(Labeled-object pointing rows)
-- START --

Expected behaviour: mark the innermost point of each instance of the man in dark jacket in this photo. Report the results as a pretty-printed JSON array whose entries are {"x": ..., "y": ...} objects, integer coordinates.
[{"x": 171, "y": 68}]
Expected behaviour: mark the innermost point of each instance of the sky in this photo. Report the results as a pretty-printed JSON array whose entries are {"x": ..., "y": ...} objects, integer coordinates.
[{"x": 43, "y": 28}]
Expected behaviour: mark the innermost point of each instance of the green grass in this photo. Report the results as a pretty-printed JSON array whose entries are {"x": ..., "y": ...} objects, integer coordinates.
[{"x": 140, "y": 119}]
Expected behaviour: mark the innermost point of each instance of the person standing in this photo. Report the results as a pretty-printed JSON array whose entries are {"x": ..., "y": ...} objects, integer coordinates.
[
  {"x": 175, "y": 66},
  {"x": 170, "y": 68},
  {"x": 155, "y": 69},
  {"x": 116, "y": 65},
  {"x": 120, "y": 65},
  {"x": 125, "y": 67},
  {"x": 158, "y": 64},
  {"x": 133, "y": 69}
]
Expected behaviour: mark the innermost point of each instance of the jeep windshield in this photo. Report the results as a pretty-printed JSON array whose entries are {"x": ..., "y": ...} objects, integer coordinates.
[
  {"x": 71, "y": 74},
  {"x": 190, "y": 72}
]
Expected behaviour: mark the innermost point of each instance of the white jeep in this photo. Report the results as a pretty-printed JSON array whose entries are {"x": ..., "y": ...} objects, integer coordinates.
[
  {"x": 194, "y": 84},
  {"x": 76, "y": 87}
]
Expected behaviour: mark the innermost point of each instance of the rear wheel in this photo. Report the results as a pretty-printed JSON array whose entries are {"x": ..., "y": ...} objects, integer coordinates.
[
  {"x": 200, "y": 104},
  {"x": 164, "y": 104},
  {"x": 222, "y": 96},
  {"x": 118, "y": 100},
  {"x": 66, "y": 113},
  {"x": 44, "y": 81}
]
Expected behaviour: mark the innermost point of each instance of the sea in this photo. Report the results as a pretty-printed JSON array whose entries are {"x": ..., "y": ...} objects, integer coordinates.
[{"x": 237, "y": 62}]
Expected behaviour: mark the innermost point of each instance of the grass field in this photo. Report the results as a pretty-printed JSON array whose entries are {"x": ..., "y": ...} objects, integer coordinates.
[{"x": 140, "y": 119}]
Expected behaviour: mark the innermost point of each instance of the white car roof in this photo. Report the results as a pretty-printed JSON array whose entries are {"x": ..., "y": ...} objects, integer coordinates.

-- END --

■ EXERCISE: Copy the rows from the line with "the white jeep" up to and including the last line of the rows, switching "innermost point" to "central point" and changing nothing else.

■ RESPONSE FOR THIS EXERCISE:
Expected behaviour: mark the central point of each instance of the white jeep in this photo. Report the results as a pretty-printed JSON array whose entries are {"x": ..., "y": ...} objects, integer coordinates.
[
  {"x": 194, "y": 84},
  {"x": 76, "y": 87}
]
Expected behaviour: mark the central point of each instance of the rear wheel in this photo. Report the results as a pretty-printed JSON array whose entries are {"x": ..., "y": ...} objects, integer coordinates.
[
  {"x": 200, "y": 104},
  {"x": 164, "y": 104},
  {"x": 222, "y": 96},
  {"x": 118, "y": 100},
  {"x": 66, "y": 113},
  {"x": 44, "y": 81}
]
Expected behaviour: mark the central point of each instance of the sea in this photo. Report the results as a pretty-printed JSON array whose entries are {"x": ..., "y": ...} objects, integer coordinates.
[{"x": 237, "y": 62}]
Expected behaviour: mark the central point of each instance of the grass field in this photo. Report the results as a pretty-printed JSON array whose entries are {"x": ..., "y": ...} objects, integer coordinates.
[{"x": 140, "y": 119}]
Expected behaviour: mark the central point of each instance of the white car roof in this photo. Report the results as a pretty-printed JSON array whose entries are {"x": ..., "y": ...} objects, integer coordinates.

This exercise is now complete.